### Objetivos:
(a) Redigite o trecho do texto sobre o Quilombo do Campo Grande que começa nas palavras que contêm "O famoso Quilombo" e termina em "e de 1759/60).".
(b) No texto sobre o Quilombo do Campo Grande, reescreva de forma mais breve o parágrafo iniciado por "Essa confederação quilombola abrigava", mantendo seus fatos principais.
(c) Dê prosseguimento ao texto sobre o Quilombo do Campo Grande a partir do ponto em que ele termina.

O famoso Quilombo do Campo Grande, confederação quilombola cuja capital foi a Primeira Povoação do Ambrósio, que por ocasião da Guerra Quilombola de 1746 se localizava a norte do atual município de Cristais-MG, tinha então os seus quilombos confederados esparramados por todo o Centro-Oeste de Minas Gerais, abrangendo os territórios dos atuais municípios de Aguanil, Cristais, Guapé, Piumhi, Formiga, Pains e Arcos.

Essa confederação quilombola abrigava NAO SÓ a escravos fugidos, MAS TAMBÉM a pretos forros com seus escravos e brancos pobres também com seus escravos, TODOS eles fugidos do Sistema Tributário da Capitação, o imposto mais cruel e sanguinário que se viu nas Minas Gerais, causa direta do maior genocídio da América do Sul (somadas as mortandades das Guerras Quilombolas de 1746 e de 1759/60).

### Material coletado:
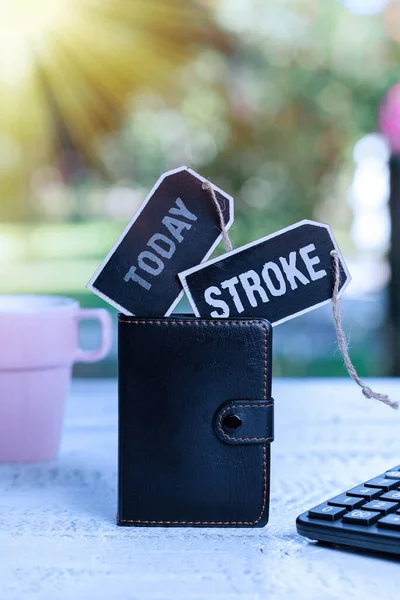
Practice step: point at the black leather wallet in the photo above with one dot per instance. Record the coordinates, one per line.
(195, 421)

### Respostas aos problemas:
(a)
O famoso Quilombo do Campo Grande, confederação quilombola cuja capital foi a Primeira Povoação do Ambrósio, que por ocasião da Guerra Quilombola de 1746 se localizava a norte do atual município de Cristais-MG, tinha então os seus quilombos confederados esparramados por todo o Centro-Oeste de Minas Gerais, abrangendo os territórios dos atuais municípios de Aguanil, Cristais, Guapé, Piumhi, Formiga, Pains e Arcos.

Essa confederação quilombola abrigava NAO SÓ a escravos fugidos, MAS TAMBÉM a pretos forros com seus escravos e brancos pobres também com seus escravos, TODOS eles fugidos do Sistema Tributário da Capitação, o imposto mais cruel e sanguinário que se viu nas Minas Gerais, causa direta do maior genocídio da América do Sul (somadas as mortandades das Guerras Quilombolas de 1746 e de 1759/60).

(b) A confederação acolhia escravos fugidos, pretos forros e brancos pobres com seus escravos. Todos fugiam da Capitação, o imposto mais cruel e sanguinário das Minas Gerais. Esse imposto foi causa direta do maior genocídio da América do Sul, somadas as mortes das Guerras Quilombolas de 1746 e de 1759/60.

(c)
O Governador Gomes Freire de Andrada NÃO conseguiu derrotar e nem destruir o Primeiro Quilombo do Ambrósio em 1746. O Rei Ambrósio continuou VIVO e a liderar os quilombolas, transferindo sua capital para a região entre as atuais cidades de Campos Altos e Ibiá, então na Comarca (depois Capitania) de Goiás, hoje, Minas Gerais, multiplicando seus quilombos confederados na região dos atuais Alto Paranaíba, Triângulo e Sudoeste de Minas.

A Confederação Quilombola do Campo Grande resistiu bravamente até 1759-1760 quando, finalmente, foi destruída pelas tropas de Gomes Freire, sendo que o Rei Ambrósio pereceu provavelmente em 7 de setembro de 1759 na batalha do Quilombo da Pernaíba (quilombo localizado à nordeste da atual cidade de Patrocínio), onde vendeu caro a sua vida em troca da liberdade, da dignidade e da honra do Povo Negro.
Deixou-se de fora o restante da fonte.